## TASK BRIEF
Please lay out every line of the items below as a Markdown table with the columns Row and Line, skipping blank lines. Leave the pictures out of your answer.

====== STORED ROWS ======

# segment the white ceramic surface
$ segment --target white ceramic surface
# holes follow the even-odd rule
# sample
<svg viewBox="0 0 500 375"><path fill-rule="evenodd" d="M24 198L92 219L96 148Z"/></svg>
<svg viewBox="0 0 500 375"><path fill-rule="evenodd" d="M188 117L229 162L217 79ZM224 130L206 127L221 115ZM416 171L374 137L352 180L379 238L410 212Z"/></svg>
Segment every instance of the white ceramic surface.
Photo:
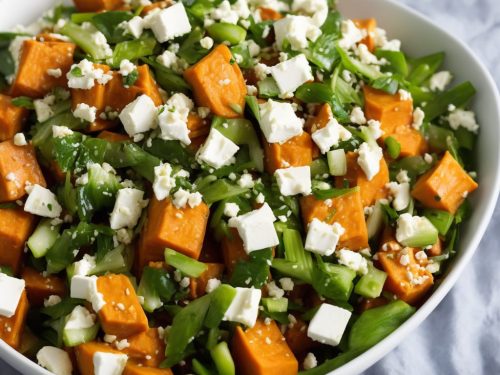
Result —
<svg viewBox="0 0 500 375"><path fill-rule="evenodd" d="M0 30L31 22L54 3L55 0L0 0ZM500 98L488 71L471 50L415 11L394 0L339 0L339 8L350 18L375 17L391 38L402 40L404 51L412 56L444 50L446 67L457 77L456 82L470 80L477 88L473 107L481 125L477 148L480 188L473 194L474 212L466 224L454 263L415 315L382 342L331 373L349 375L371 366L415 329L444 298L474 254L491 218L500 187ZM49 374L1 340L0 358L23 374Z"/></svg>

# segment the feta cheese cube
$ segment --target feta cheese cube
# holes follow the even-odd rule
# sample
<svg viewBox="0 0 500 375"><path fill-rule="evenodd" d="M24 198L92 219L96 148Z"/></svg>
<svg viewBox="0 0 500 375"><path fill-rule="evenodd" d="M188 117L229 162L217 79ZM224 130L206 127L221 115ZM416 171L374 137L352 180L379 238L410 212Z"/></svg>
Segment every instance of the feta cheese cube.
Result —
<svg viewBox="0 0 500 375"><path fill-rule="evenodd" d="M121 375L127 361L126 354L95 352L92 357L94 375Z"/></svg>
<svg viewBox="0 0 500 375"><path fill-rule="evenodd" d="M191 31L186 9L181 2L155 13L149 21L149 26L160 43Z"/></svg>
<svg viewBox="0 0 500 375"><path fill-rule="evenodd" d="M277 169L274 176L282 195L311 194L311 168L309 166Z"/></svg>
<svg viewBox="0 0 500 375"><path fill-rule="evenodd" d="M350 318L350 311L323 303L309 323L307 336L322 344L337 346Z"/></svg>
<svg viewBox="0 0 500 375"><path fill-rule="evenodd" d="M239 146L212 128L207 140L198 151L197 158L216 169L231 164Z"/></svg>
<svg viewBox="0 0 500 375"><path fill-rule="evenodd" d="M236 295L224 314L224 320L253 327L259 314L262 292L254 288L236 288Z"/></svg>
<svg viewBox="0 0 500 375"><path fill-rule="evenodd" d="M380 160L384 157L382 149L376 143L364 142L358 149L358 165L371 181L380 171Z"/></svg>
<svg viewBox="0 0 500 375"><path fill-rule="evenodd" d="M143 196L144 192L139 189L124 188L118 191L109 219L111 229L132 229L137 225L142 209L147 205L147 201L142 199Z"/></svg>
<svg viewBox="0 0 500 375"><path fill-rule="evenodd" d="M147 95L141 95L127 104L120 113L120 121L129 136L144 133L155 126L156 106Z"/></svg>
<svg viewBox="0 0 500 375"><path fill-rule="evenodd" d="M314 218L308 226L304 248L316 254L330 256L335 252L345 229L339 223L329 225Z"/></svg>
<svg viewBox="0 0 500 375"><path fill-rule="evenodd" d="M274 229L276 217L267 203L254 211L229 219L229 226L236 228L247 254L278 245Z"/></svg>
<svg viewBox="0 0 500 375"><path fill-rule="evenodd" d="M330 119L325 127L316 130L311 135L322 154L328 152L333 146L337 146L340 141L351 139L351 136L351 132L340 125L334 118Z"/></svg>
<svg viewBox="0 0 500 375"><path fill-rule="evenodd" d="M71 375L73 373L73 364L69 354L55 346L41 348L36 354L36 360L40 366L55 375Z"/></svg>
<svg viewBox="0 0 500 375"><path fill-rule="evenodd" d="M314 80L309 62L303 53L273 66L271 75L280 89L280 94L294 93L300 85Z"/></svg>
<svg viewBox="0 0 500 375"><path fill-rule="evenodd" d="M17 310L17 305L21 300L21 295L24 292L25 282L23 279L7 276L0 273L0 290L2 298L0 298L0 316L11 318Z"/></svg>
<svg viewBox="0 0 500 375"><path fill-rule="evenodd" d="M297 117L290 103L269 99L259 105L260 128L269 143L285 143L302 134L303 121Z"/></svg>
<svg viewBox="0 0 500 375"><path fill-rule="evenodd" d="M55 218L61 215L62 207L54 193L35 184L24 203L24 211L38 216Z"/></svg>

======

## TASK RESULT
| Row | Line |
|---|---|
| 1 | # segment the white ceramic surface |
| 2 | $ segment --target white ceramic surface |
| 3 | # holes follow the even-odd rule |
| 4 | # sample |
| 5 | <svg viewBox="0 0 500 375"><path fill-rule="evenodd" d="M24 198L92 219L96 148Z"/></svg> |
| 6 | <svg viewBox="0 0 500 375"><path fill-rule="evenodd" d="M188 117L229 162L217 79ZM224 130L206 127L221 115ZM416 171L374 137L352 180L379 238L410 212Z"/></svg> |
| 7 | Segment every instance of the white ceramic surface. |
| 8 | Photo: |
| 9 | Result — |
| 10 | <svg viewBox="0 0 500 375"><path fill-rule="evenodd" d="M0 30L31 22L54 3L55 0L0 0ZM500 98L488 71L471 50L415 11L394 0L339 0L339 8L350 18L375 17L391 38L402 40L404 51L412 56L444 50L446 67L457 77L456 82L470 80L477 88L473 107L481 125L477 148L480 188L473 194L474 212L466 224L454 263L415 315L382 342L331 373L349 375L371 366L415 329L444 298L474 254L491 218L500 187ZM49 374L1 340L0 358L23 374Z"/></svg> |
| 11 | # segment the feta cheese cube |
| 12 | $ segment --target feta cheese cube |
| 13 | # holes follow the even-odd rule |
| 14 | # sample |
| 15 | <svg viewBox="0 0 500 375"><path fill-rule="evenodd" d="M24 198L92 219L96 148Z"/></svg> |
| 16 | <svg viewBox="0 0 500 375"><path fill-rule="evenodd" d="M188 117L229 162L217 79ZM224 130L206 127L221 115ZM416 171L374 137L352 180L379 238L410 212Z"/></svg> |
| 17 | Segment every instance of the feta cheese cube. |
| 18 | Result — |
| 19 | <svg viewBox="0 0 500 375"><path fill-rule="evenodd" d="M121 375L127 361L126 354L95 352L92 357L94 375Z"/></svg> |
| 20 | <svg viewBox="0 0 500 375"><path fill-rule="evenodd" d="M191 31L186 9L181 2L155 13L149 21L149 26L160 43Z"/></svg> |
| 21 | <svg viewBox="0 0 500 375"><path fill-rule="evenodd" d="M277 169L274 176L282 195L311 194L311 168L309 166Z"/></svg> |
| 22 | <svg viewBox="0 0 500 375"><path fill-rule="evenodd" d="M350 318L350 311L323 303L309 323L307 336L322 344L337 346Z"/></svg> |
| 23 | <svg viewBox="0 0 500 375"><path fill-rule="evenodd" d="M239 146L212 128L207 140L198 151L197 158L216 169L231 164Z"/></svg> |
| 24 | <svg viewBox="0 0 500 375"><path fill-rule="evenodd" d="M236 295L224 314L224 320L253 327L259 314L262 292L254 288L236 288Z"/></svg> |
| 25 | <svg viewBox="0 0 500 375"><path fill-rule="evenodd" d="M380 160L384 157L382 149L376 143L364 142L358 149L358 165L371 181L380 171Z"/></svg> |
| 26 | <svg viewBox="0 0 500 375"><path fill-rule="evenodd" d="M143 196L144 192L139 189L124 188L118 191L109 219L111 229L132 229L137 225L142 209L147 205L147 201L142 199Z"/></svg> |
| 27 | <svg viewBox="0 0 500 375"><path fill-rule="evenodd" d="M147 95L141 95L127 104L120 113L120 121L129 136L144 133L155 126L156 106Z"/></svg> |
| 28 | <svg viewBox="0 0 500 375"><path fill-rule="evenodd" d="M314 218L308 226L304 248L316 254L330 256L335 252L345 229L339 223L329 225Z"/></svg> |
| 29 | <svg viewBox="0 0 500 375"><path fill-rule="evenodd" d="M274 229L276 217L267 203L254 211L229 219L229 226L236 228L247 254L278 245Z"/></svg> |
| 30 | <svg viewBox="0 0 500 375"><path fill-rule="evenodd" d="M330 119L325 127L316 130L311 135L322 154L328 152L333 146L337 146L340 141L351 139L351 136L351 132L340 125L334 118Z"/></svg> |
| 31 | <svg viewBox="0 0 500 375"><path fill-rule="evenodd" d="M71 375L73 373L73 364L69 354L55 346L41 348L36 354L36 360L40 366L55 375Z"/></svg> |
| 32 | <svg viewBox="0 0 500 375"><path fill-rule="evenodd" d="M314 80L309 62L303 53L273 66L271 75L280 89L280 94L294 93L300 85Z"/></svg> |
| 33 | <svg viewBox="0 0 500 375"><path fill-rule="evenodd" d="M17 310L17 305L21 300L21 295L24 292L25 282L23 279L7 276L0 273L0 290L2 298L0 298L0 316L11 318Z"/></svg> |
| 34 | <svg viewBox="0 0 500 375"><path fill-rule="evenodd" d="M297 117L290 103L269 99L259 105L260 128L269 143L285 143L302 134L303 121Z"/></svg> |
| 35 | <svg viewBox="0 0 500 375"><path fill-rule="evenodd" d="M55 218L61 215L62 207L54 193L35 184L24 203L24 211L38 216Z"/></svg> |